__WHAT YOU HAVE TO DO__:
Starting with the line that contains "Where can you spot the window pane?", reproduce each line through the end of the listing below, with no other output.

__DATASET ROWS__:
· · · ·

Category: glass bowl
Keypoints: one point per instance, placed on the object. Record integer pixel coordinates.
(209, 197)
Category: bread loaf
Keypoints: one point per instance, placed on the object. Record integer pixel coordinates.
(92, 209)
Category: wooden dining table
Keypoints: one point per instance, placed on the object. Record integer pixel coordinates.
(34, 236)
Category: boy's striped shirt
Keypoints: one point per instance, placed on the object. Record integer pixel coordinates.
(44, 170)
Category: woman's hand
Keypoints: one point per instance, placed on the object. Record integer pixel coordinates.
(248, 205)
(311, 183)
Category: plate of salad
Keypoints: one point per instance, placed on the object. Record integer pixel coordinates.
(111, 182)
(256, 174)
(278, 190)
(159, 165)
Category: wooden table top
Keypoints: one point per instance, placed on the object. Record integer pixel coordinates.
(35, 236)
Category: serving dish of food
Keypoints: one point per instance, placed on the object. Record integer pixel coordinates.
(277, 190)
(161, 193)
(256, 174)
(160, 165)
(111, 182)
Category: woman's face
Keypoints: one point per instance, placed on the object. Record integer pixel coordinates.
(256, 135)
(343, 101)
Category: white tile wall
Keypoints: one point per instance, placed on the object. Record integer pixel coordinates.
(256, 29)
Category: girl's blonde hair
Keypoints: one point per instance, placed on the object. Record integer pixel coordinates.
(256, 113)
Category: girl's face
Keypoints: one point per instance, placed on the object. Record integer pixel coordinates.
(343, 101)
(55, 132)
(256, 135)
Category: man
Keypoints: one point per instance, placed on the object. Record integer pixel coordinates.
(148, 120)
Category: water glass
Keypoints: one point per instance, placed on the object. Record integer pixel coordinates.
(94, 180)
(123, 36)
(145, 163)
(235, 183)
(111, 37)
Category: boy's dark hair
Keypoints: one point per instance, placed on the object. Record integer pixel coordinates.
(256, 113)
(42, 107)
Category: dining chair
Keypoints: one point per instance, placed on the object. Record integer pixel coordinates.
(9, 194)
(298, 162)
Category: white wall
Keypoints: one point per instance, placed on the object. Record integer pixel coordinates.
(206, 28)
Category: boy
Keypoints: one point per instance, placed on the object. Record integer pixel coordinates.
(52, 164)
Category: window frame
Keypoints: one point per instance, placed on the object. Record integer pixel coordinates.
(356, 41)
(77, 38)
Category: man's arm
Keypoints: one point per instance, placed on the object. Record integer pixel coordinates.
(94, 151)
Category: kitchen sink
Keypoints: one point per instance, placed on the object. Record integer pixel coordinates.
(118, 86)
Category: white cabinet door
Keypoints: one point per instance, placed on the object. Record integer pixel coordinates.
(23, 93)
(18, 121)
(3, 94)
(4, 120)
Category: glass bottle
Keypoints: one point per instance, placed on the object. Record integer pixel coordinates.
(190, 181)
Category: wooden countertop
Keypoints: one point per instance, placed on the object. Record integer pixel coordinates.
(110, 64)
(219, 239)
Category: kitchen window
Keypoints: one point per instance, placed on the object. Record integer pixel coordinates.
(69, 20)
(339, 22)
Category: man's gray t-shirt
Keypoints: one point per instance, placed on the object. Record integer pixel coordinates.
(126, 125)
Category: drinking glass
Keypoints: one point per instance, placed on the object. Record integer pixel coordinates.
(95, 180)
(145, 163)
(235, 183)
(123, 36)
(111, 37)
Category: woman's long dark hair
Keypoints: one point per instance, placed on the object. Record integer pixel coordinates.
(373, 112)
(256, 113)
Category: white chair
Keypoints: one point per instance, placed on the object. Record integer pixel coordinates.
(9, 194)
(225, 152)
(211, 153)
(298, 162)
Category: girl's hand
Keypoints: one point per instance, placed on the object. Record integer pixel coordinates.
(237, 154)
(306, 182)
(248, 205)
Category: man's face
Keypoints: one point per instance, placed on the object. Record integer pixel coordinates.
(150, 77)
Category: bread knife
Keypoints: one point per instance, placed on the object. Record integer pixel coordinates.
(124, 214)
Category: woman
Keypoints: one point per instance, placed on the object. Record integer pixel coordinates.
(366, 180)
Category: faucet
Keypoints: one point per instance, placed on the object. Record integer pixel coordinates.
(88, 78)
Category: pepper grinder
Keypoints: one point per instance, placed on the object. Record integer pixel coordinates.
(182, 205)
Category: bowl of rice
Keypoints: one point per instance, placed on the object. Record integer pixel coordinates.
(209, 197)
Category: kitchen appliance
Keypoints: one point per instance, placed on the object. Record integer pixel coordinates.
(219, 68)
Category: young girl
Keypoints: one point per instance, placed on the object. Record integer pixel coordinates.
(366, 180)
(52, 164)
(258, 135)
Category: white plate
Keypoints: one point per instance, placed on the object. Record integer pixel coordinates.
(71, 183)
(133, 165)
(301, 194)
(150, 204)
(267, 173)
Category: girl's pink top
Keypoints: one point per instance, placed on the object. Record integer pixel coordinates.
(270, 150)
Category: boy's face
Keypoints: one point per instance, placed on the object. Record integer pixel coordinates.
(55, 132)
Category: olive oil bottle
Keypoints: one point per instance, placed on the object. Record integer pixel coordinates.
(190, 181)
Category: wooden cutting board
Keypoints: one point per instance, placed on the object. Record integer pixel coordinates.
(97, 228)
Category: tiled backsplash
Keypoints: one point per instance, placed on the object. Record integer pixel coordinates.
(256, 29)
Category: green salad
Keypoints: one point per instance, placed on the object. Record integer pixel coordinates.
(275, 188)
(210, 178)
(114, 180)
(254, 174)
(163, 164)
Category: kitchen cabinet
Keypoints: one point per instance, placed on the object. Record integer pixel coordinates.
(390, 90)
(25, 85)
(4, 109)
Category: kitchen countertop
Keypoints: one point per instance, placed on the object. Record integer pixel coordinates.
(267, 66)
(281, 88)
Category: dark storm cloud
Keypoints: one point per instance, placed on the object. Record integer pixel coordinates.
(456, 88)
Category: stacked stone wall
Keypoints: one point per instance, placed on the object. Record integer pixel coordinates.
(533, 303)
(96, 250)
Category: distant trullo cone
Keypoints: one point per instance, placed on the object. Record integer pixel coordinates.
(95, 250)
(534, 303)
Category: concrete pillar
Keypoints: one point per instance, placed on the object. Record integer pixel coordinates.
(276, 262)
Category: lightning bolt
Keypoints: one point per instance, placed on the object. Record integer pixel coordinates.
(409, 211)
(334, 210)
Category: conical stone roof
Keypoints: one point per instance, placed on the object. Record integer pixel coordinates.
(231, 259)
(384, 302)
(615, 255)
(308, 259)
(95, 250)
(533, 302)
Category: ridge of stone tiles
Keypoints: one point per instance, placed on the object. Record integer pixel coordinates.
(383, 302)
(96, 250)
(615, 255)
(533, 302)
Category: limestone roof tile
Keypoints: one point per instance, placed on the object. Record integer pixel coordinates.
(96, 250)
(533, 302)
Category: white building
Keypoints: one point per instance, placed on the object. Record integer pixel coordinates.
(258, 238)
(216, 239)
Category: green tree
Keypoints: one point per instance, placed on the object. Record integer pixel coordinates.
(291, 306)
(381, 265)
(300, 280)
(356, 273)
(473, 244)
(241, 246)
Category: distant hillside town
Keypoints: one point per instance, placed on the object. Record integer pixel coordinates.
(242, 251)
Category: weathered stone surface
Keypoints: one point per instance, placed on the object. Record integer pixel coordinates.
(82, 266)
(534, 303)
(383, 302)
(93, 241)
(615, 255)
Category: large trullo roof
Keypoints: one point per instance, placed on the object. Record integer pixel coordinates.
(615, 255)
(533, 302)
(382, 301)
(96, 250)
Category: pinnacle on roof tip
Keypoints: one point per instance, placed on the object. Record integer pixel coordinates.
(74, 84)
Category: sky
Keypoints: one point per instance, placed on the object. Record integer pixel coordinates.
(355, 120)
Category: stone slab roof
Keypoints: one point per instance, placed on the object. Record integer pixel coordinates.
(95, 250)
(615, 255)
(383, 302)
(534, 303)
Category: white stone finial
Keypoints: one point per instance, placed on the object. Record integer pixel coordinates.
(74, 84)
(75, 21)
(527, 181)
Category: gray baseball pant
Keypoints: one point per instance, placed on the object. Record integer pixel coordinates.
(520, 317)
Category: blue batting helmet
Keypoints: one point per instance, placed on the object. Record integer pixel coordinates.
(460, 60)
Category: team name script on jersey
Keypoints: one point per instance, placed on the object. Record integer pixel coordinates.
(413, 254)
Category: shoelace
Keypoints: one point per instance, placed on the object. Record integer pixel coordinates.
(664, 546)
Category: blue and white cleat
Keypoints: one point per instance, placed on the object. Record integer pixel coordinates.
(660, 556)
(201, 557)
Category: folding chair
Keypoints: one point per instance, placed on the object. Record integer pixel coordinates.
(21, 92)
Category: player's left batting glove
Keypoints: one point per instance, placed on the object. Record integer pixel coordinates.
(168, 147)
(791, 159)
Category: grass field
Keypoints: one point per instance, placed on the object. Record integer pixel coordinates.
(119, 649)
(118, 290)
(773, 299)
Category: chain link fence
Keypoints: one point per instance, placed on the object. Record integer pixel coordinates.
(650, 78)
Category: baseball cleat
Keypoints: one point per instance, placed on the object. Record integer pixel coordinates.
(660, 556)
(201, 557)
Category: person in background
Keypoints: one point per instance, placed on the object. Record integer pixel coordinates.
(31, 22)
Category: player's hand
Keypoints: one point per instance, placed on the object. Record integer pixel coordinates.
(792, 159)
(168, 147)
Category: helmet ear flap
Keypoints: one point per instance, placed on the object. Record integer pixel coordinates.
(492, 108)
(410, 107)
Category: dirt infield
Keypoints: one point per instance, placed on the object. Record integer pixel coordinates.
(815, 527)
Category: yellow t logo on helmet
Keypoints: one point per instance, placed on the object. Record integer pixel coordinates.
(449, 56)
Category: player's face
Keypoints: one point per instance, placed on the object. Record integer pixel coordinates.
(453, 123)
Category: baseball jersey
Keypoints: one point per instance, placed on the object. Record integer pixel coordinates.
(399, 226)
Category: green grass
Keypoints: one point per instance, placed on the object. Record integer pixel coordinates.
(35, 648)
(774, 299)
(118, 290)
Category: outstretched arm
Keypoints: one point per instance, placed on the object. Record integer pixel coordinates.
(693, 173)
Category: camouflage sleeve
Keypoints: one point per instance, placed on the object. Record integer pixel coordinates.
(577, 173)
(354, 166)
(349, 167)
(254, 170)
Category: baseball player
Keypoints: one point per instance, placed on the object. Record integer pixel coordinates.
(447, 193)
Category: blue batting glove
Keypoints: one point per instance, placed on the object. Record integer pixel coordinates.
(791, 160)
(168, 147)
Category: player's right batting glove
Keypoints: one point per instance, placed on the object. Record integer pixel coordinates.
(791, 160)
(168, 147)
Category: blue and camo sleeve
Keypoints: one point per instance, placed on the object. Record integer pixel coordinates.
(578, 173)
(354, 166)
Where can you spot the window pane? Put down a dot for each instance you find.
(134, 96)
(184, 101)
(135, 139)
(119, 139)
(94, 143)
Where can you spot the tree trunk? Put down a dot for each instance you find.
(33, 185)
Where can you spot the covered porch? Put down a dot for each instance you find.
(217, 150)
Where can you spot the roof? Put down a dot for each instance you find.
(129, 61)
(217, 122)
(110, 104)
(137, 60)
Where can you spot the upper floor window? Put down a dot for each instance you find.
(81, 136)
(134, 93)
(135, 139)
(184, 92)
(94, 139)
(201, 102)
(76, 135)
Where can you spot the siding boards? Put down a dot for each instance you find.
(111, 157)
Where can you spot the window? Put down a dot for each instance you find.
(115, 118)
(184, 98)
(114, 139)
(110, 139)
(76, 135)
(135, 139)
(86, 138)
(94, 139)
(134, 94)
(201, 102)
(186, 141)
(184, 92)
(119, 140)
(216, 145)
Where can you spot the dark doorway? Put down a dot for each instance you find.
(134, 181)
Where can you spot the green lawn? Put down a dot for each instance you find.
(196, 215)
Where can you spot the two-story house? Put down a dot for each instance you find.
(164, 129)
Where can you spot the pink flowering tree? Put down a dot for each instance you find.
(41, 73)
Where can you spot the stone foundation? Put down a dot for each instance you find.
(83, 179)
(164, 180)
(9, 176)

· · · ·

__SOLVED EXERCISE__:
Where can you spot the window pane? Put down a dot for each instance you find.
(134, 96)
(184, 101)
(135, 139)
(119, 139)
(94, 143)
Where can you spot the tree trunk? Put down a dot for each instance you find.
(33, 185)
Where can you spot the covered porch? Put down a dot for each instance you find.
(217, 150)
Where can you spot the roof? Put down a dot for each instance you find.
(129, 61)
(217, 122)
(110, 104)
(137, 60)
Where can you spot the upper floor window? Put down a dot for each instance you find.
(81, 136)
(134, 93)
(135, 139)
(184, 92)
(94, 139)
(201, 102)
(76, 135)
Where can you spot the siding boards? Put down a dot for each instance you find.
(111, 157)
Where can you spot the window? Put down a dot for each instance you find.
(115, 118)
(184, 98)
(114, 139)
(110, 139)
(76, 135)
(135, 139)
(86, 138)
(94, 139)
(134, 94)
(201, 102)
(186, 141)
(184, 92)
(119, 140)
(216, 145)
Where can you spot the dark doorway? Put down a dot for each instance you find.
(134, 181)
Where can you spot the green lawn? Put down a dot for each instance you find.
(196, 215)
Where can you spot the two-story house? Put down a dot for each instance you find.
(164, 129)
Where can you spot the pink flowering tree? Put down a dot for each instance you find.
(41, 73)
Where can you spot the stone foundation? Put down a dot for each instance you find.
(83, 179)
(164, 180)
(9, 176)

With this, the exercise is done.